TUGAS YANG DIKERJAKAN.
a) Jawab pertanyaan berikut berdasarkan teks 75 Masalah Penting:
(i) Dalam bentuk apa masalah-masalah penting itu disusun?
(ii) Pertanyaan keberapa yang dimuat dalam teks ini?
(iii) Menurut jawabannya, orang seperti apa yang dijadikan contoh orang yang menganggap hukum selain Allah lebih baik atau lebih cocok dipakai?
b) Tuliskan lanjutan teks 75 Masalah Penting, dimulai sesudah kalimat terakhir yang tercantum.

TEKS SUMBER.
........

75 Masalah Penting (9)

بسم الله الرحمن الرحيم

75 Masalah Penting (9)

Segala puji bagi Allah, shalawat dan salam semoga terlimpah kepada Rasulullah, kepada keluarganya, sahabatnya, dan orang-orang yang mengikutinya hingga hari Kiamat, amma ba'du:
Berikut ini lanjutan 75 masalah penting yang perlu diketahui seorang muslim yang kami susun dalam bentuk tanya-jawab; semoga Allah menjadikan risalah ini ikhlas karena-Nya dan bermanfaat, Allahumma amin.
Pertanyaan keenampuluh tujuh:
“Apa hukum orang yang memakai hukum selain Allah?”
Jawab,Orang yang tidak berhukum dengan hukum Allah bisa menjadi kafir apabila dia menghina hukum Allah, menganggap bahwa hukum selain Allah lebih baik atau lebih cocok dipakai seperti orang yang membuat undang-undang yang menyalahi syari’at Islam, di mana mereka tidaklah membuat undang-undang tersebut kecuali karena adanya anggapan bahwa hukum Allah tidak cocok lagi atau kurang baik, dsb.

........

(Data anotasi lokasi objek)
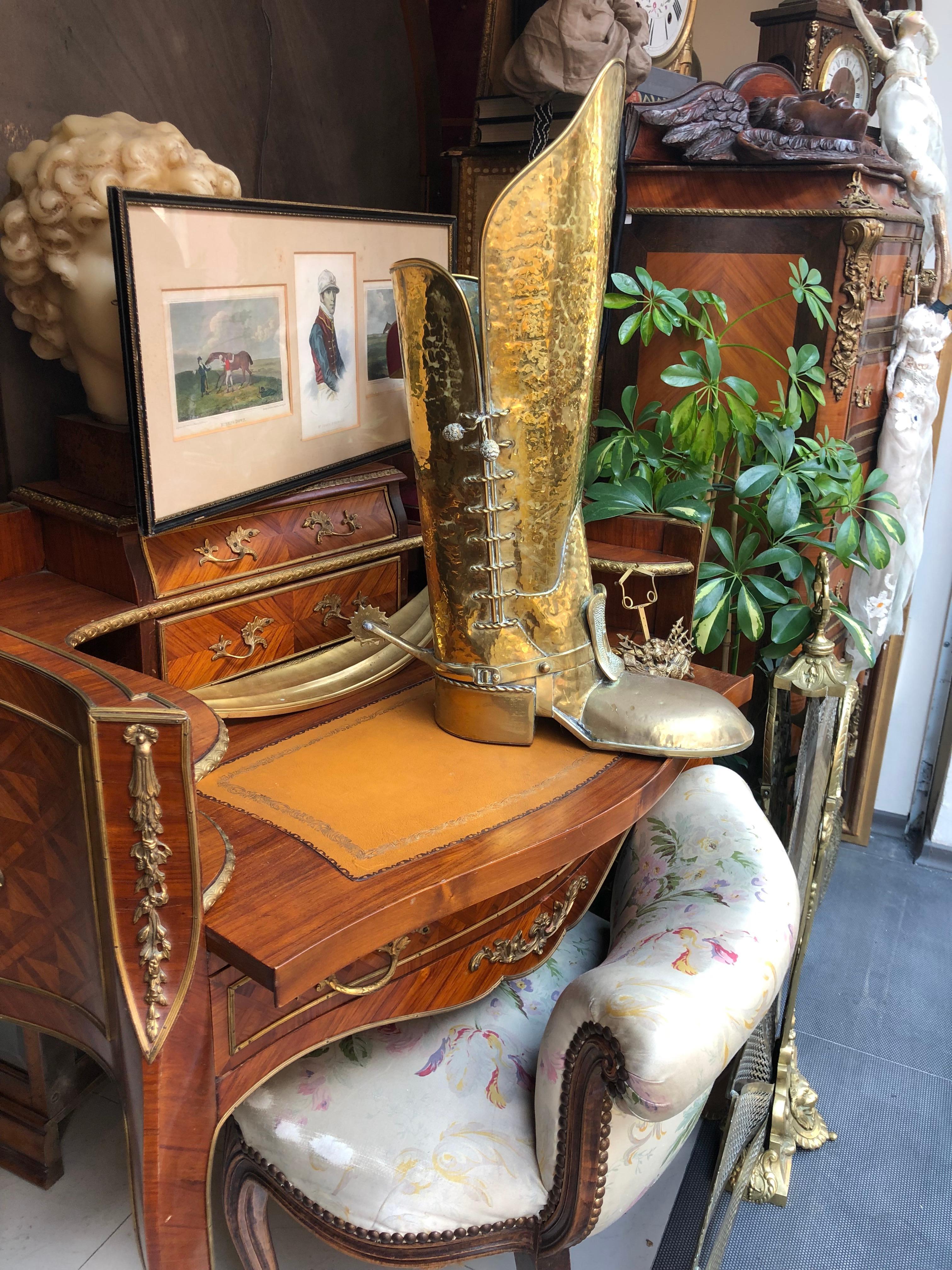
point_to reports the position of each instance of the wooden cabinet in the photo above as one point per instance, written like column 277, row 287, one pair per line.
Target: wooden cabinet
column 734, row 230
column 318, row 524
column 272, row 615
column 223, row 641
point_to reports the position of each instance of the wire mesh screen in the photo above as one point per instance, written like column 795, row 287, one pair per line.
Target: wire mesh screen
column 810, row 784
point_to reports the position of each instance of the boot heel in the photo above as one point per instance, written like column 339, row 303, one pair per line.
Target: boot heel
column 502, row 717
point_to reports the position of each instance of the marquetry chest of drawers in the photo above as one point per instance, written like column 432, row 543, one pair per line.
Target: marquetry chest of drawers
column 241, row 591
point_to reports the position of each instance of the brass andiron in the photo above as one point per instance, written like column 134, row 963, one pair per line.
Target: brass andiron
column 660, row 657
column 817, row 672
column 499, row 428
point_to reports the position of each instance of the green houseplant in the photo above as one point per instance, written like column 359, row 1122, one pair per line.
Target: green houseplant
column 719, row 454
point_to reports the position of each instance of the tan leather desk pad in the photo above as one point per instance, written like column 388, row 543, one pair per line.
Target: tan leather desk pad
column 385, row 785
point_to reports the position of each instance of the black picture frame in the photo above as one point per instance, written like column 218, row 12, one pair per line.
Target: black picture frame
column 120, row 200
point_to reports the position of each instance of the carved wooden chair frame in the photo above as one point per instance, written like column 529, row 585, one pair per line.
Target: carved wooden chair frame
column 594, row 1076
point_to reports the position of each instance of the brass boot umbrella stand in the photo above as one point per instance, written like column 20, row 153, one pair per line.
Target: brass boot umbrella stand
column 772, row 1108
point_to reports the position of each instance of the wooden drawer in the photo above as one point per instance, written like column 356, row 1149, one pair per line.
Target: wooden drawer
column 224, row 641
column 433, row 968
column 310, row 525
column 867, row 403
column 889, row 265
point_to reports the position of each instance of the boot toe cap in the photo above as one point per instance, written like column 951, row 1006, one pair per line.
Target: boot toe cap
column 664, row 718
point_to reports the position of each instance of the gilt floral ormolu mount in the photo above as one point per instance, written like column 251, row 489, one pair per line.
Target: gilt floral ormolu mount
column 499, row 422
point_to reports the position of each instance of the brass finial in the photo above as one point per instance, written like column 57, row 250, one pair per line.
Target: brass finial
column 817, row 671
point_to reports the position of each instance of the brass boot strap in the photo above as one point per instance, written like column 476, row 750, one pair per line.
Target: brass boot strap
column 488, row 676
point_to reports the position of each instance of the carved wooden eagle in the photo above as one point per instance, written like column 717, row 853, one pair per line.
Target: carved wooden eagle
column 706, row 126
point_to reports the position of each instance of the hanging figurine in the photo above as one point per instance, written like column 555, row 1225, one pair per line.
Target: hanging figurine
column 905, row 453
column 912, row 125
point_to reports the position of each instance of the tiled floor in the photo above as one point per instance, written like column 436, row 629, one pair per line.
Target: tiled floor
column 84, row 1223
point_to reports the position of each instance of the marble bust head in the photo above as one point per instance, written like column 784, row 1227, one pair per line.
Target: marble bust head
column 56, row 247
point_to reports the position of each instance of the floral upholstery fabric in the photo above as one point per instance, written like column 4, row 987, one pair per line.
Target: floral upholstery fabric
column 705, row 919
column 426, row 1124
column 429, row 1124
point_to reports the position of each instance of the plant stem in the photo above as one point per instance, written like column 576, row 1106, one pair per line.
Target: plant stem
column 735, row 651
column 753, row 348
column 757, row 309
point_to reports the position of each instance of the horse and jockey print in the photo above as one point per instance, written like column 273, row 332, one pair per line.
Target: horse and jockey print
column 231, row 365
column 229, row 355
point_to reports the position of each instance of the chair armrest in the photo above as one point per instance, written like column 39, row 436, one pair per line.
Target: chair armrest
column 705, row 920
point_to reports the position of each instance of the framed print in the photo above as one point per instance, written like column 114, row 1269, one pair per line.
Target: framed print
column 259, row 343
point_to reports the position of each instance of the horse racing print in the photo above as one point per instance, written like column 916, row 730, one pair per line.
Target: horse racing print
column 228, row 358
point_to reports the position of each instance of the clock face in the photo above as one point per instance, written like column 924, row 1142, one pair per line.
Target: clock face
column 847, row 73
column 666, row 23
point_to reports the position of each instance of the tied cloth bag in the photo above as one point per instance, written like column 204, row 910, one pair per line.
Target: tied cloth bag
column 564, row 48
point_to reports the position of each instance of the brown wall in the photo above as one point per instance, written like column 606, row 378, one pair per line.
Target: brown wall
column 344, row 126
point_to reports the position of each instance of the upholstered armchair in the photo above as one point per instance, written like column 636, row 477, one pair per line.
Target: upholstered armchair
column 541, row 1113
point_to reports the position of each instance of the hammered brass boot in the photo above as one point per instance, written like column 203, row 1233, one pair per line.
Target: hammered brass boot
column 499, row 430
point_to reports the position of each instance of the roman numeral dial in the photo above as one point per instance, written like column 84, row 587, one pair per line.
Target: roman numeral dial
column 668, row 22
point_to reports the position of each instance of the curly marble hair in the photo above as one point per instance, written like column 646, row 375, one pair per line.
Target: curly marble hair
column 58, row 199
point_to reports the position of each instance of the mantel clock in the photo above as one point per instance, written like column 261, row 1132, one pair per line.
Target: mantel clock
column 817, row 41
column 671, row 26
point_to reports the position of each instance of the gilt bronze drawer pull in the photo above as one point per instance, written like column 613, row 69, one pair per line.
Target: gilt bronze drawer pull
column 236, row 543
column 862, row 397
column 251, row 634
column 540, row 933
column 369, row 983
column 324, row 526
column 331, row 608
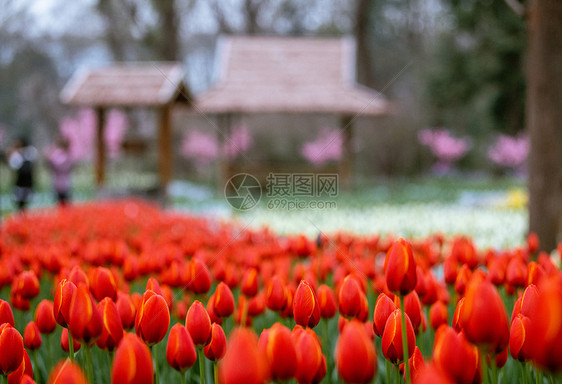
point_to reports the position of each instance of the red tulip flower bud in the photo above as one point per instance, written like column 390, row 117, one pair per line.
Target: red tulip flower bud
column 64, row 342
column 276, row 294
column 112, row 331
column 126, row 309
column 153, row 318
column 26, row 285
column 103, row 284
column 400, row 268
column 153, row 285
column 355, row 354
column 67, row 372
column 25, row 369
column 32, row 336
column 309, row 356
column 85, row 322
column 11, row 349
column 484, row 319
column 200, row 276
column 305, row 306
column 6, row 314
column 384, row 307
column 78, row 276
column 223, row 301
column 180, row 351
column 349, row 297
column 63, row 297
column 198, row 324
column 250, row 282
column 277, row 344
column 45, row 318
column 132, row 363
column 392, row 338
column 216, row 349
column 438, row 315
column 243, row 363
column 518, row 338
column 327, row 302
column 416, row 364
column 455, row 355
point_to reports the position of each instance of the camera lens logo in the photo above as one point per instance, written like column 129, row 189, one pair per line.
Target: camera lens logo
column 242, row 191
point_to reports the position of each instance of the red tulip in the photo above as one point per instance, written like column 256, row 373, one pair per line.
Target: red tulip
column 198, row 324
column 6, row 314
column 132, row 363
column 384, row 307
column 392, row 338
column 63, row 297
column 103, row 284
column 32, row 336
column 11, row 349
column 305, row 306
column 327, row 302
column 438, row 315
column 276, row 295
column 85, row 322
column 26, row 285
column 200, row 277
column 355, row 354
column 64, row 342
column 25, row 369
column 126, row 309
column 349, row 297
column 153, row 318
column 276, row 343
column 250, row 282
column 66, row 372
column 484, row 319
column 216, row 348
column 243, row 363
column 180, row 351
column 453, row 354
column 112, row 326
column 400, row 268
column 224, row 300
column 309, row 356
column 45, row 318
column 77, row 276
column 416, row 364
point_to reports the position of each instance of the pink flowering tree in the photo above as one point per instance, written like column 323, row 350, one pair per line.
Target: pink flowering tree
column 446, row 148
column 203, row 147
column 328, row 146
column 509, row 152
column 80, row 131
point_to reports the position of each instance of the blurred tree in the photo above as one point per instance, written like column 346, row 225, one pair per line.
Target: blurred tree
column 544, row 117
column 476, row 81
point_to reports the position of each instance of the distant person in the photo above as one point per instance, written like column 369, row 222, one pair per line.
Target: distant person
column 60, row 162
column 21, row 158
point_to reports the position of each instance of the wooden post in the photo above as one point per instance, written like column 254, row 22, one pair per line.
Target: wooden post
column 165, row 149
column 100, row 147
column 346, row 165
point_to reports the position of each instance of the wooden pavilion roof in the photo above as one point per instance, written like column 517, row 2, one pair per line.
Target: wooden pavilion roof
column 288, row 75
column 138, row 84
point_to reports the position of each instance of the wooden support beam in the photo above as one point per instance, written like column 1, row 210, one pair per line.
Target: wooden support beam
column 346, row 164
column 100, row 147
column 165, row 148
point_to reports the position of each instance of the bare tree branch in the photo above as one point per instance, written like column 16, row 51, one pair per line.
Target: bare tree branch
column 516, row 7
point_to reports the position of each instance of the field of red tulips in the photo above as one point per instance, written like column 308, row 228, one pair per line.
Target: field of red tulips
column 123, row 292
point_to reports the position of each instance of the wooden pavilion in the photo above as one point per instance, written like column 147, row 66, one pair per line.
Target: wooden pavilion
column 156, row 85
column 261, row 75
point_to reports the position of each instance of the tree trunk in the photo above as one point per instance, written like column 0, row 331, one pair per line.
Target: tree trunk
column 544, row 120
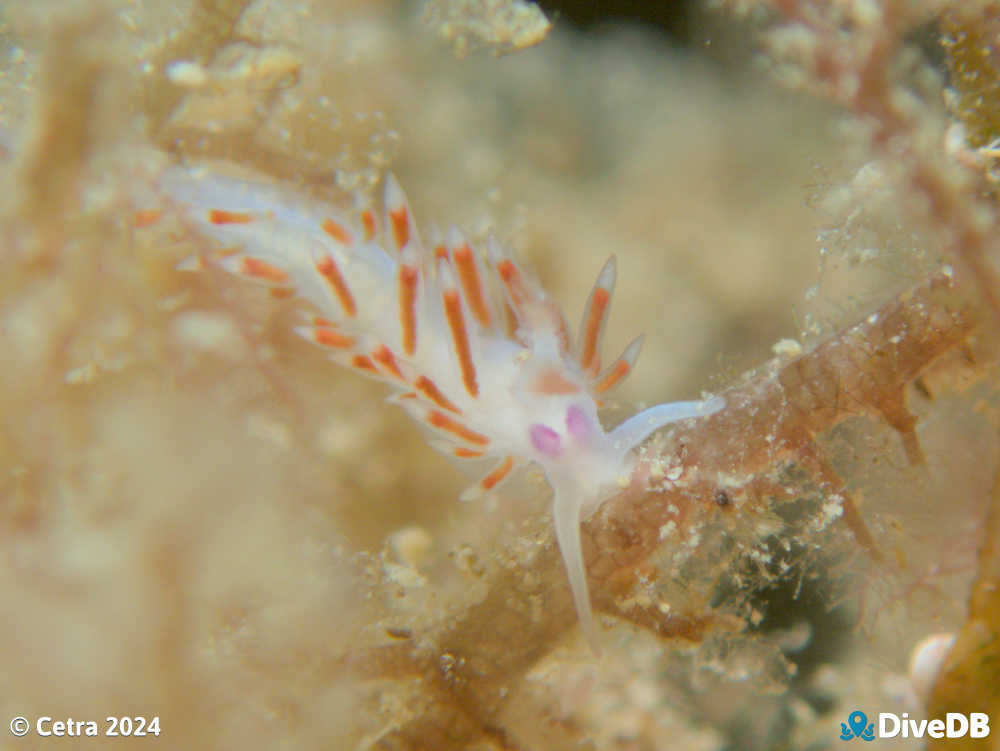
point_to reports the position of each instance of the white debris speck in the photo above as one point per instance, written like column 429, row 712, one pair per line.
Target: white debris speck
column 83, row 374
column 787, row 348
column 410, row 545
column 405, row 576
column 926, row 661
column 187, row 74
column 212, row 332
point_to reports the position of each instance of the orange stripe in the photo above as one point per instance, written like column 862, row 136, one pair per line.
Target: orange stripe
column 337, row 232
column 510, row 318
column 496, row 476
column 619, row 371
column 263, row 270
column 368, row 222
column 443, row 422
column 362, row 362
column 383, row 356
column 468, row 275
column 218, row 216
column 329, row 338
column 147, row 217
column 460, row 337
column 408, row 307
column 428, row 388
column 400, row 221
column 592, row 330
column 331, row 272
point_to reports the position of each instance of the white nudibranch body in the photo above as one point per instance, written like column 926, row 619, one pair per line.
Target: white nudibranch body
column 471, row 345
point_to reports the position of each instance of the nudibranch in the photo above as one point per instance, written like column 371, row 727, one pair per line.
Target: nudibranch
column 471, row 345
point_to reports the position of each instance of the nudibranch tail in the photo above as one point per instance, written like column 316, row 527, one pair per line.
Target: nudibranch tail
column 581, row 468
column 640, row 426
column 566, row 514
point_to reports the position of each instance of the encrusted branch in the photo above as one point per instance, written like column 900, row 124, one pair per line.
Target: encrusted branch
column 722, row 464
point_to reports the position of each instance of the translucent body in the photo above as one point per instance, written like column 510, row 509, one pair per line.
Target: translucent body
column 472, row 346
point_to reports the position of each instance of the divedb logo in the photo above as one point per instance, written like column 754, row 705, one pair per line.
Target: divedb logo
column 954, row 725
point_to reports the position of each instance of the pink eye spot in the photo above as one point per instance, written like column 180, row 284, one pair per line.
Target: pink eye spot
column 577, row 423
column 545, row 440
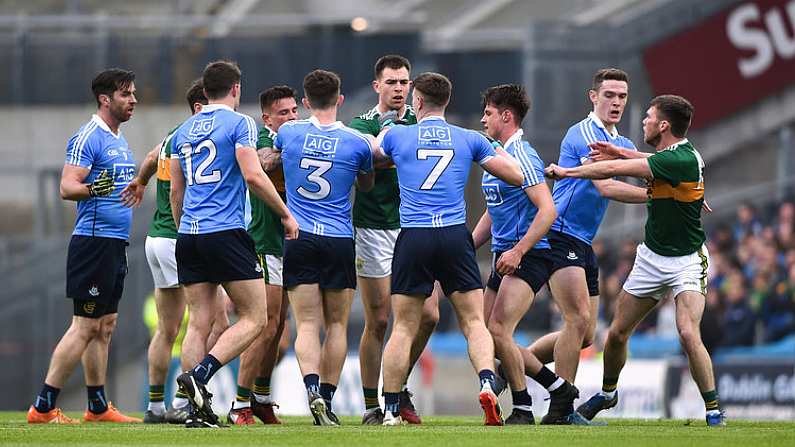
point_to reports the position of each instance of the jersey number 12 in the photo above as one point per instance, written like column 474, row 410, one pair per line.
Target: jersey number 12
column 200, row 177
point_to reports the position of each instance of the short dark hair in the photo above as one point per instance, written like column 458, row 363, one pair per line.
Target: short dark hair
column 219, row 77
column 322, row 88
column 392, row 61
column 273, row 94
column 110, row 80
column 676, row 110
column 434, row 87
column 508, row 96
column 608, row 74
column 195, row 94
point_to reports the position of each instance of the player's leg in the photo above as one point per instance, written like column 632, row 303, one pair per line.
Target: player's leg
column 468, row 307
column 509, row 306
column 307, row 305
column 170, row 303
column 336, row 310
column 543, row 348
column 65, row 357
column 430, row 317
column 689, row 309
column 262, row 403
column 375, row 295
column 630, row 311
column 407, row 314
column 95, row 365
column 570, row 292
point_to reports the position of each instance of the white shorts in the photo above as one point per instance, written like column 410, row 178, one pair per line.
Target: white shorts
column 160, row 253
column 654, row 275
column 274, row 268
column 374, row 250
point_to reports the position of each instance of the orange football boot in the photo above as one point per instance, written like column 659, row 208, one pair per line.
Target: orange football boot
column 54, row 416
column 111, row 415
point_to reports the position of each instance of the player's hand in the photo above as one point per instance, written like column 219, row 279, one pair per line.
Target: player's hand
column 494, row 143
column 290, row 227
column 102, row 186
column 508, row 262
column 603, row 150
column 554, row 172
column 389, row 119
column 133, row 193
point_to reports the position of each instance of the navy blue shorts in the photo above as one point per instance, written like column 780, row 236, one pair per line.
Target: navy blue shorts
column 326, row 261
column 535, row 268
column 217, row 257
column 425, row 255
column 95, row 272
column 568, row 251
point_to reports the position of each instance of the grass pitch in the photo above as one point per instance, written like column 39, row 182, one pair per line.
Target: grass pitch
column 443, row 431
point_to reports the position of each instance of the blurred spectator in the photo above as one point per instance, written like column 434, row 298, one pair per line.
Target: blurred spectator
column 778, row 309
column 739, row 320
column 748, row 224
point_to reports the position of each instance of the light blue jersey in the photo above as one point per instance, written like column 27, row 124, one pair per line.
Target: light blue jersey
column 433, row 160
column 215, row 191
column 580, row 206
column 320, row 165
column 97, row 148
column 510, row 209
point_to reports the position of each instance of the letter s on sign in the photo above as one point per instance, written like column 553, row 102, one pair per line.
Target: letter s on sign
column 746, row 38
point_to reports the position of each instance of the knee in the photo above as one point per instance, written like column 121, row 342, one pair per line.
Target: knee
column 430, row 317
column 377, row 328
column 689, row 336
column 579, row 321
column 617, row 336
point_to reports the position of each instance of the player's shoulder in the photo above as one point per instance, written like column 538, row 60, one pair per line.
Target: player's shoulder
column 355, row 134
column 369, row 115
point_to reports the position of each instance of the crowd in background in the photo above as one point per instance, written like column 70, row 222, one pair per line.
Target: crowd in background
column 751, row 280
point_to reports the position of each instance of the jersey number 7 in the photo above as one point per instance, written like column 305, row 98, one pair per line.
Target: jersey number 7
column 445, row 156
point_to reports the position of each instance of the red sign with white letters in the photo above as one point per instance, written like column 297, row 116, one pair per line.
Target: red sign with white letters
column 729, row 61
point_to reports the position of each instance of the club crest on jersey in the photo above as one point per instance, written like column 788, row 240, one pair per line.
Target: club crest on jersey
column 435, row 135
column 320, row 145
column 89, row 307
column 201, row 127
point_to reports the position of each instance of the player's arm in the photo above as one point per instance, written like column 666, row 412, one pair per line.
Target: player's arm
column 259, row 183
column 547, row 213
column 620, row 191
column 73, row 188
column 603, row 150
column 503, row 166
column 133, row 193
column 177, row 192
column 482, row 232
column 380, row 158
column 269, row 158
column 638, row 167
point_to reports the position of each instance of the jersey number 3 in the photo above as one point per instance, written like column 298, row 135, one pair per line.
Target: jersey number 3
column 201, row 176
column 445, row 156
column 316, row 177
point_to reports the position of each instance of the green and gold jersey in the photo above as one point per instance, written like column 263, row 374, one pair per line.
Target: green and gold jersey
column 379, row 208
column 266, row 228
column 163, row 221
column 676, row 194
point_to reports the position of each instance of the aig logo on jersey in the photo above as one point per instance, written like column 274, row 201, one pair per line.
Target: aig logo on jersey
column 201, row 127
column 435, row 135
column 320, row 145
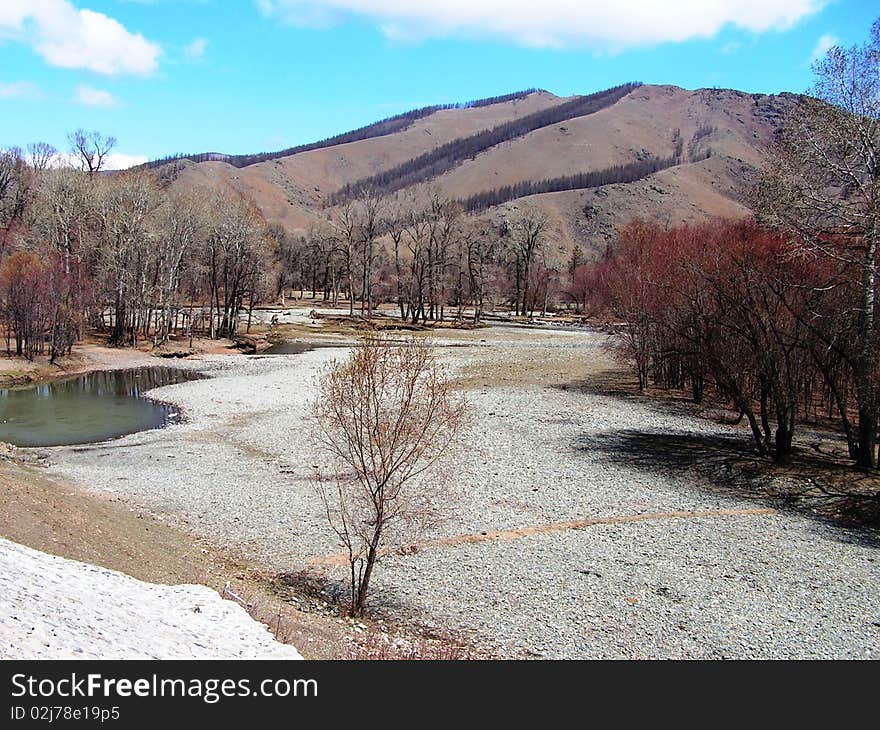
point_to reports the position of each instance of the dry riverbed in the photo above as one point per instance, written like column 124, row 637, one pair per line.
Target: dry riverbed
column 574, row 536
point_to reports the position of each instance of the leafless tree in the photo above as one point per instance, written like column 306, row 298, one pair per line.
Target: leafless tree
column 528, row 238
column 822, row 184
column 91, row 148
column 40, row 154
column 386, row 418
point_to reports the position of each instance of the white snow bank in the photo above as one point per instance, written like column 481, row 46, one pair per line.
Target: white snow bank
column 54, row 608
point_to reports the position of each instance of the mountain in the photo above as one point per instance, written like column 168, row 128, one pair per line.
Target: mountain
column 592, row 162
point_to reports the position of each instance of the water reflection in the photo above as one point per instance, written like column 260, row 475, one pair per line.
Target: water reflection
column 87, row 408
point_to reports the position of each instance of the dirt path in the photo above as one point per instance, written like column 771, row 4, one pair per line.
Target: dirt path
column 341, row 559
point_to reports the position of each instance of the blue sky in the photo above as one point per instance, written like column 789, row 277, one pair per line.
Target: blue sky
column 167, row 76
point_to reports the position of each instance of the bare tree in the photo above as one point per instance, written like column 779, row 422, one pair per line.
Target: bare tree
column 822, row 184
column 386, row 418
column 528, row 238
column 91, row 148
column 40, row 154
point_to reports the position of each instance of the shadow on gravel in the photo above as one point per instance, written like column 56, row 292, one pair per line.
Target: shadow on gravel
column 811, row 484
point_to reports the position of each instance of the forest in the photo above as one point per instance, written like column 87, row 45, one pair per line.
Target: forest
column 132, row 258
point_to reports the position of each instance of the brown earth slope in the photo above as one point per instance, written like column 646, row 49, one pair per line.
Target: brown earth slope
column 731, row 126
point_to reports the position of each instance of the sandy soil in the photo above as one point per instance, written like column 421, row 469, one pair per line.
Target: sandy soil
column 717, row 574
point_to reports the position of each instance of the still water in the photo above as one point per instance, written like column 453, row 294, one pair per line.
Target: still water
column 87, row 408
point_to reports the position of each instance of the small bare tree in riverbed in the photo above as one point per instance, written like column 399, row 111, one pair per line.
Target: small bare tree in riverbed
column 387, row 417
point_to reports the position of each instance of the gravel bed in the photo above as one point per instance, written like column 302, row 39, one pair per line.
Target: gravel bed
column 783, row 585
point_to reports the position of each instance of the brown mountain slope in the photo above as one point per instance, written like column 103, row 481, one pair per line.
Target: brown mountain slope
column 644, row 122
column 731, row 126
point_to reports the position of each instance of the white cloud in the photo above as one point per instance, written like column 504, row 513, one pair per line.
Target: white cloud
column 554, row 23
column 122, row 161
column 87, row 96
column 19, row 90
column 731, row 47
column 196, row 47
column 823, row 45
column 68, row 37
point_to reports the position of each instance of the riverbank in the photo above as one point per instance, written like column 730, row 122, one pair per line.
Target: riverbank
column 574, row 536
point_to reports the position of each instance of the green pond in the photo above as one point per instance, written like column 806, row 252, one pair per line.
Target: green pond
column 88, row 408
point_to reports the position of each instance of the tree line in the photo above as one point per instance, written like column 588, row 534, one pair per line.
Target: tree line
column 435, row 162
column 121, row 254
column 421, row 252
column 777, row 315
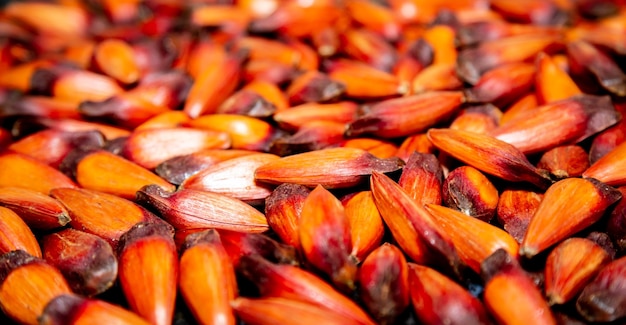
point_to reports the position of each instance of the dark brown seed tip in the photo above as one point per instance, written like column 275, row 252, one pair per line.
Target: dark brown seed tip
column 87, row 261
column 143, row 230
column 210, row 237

........

JAWABAN PER TUGAS.
a)
(i) Dalam bentuk tanya-jawab.
(ii) Pertanyaan keenampuluh tujuh.
(iii) Orang yang membuat undang-undang yang menyalahi syari’at Islam.

b)
Orang yang tidak berhukum dengan hukum Allah bisa juga menjadi zalim (tidak kafir) apabila ia melakukan hal itu, namun ia yakin bahwa hukum Allah-lah yang benar, yang baik, yang cocok, hukum yang dipakainya yang salah, ia juga tidak meremehkannya.
Dan bisa menjadi fasik (tidak kafir), apabila ia melakukan hal itu (tidak menggunakan hukum Allah) karena ada rasa sayang kepada orang yang terkena hukuman itu atau karena diberi sogokan (risywah), namun ia tetap yakin bahwa hukum Allah-lah yang benar dan hukumnya yang salah, seperti karena si pencuri itu adalah kerabatnya, dsb.”
Faedah:
Hukum itu terbagi tiga:
Pertama, Hukum Munazzal (hukum yang diturunkan Allah Ta’ala), yaitu syari’at Allah dalam kitab-Nya dan Sunnah Nabi-Nya, ini semua adalah benar dan jelas.
Kedua, Hukum Mu’awwal, yaitu hukum yang berasal dari ijtihad para ulama mujtahidin. Hukum ini bisa benar dan bisa salah; benar mendapatkan dua pahala dan salah mendapatkan satu pahala.
Hukum Mubaddal, yaitu berhukum dengan menggunakan hukum selain yang Allah turunkan; tidak menggunakan hukum munazzal. Orang ini bisa kafir, bisa zalim, dan bisa fasik sebagaimana telah diterangkan di atas.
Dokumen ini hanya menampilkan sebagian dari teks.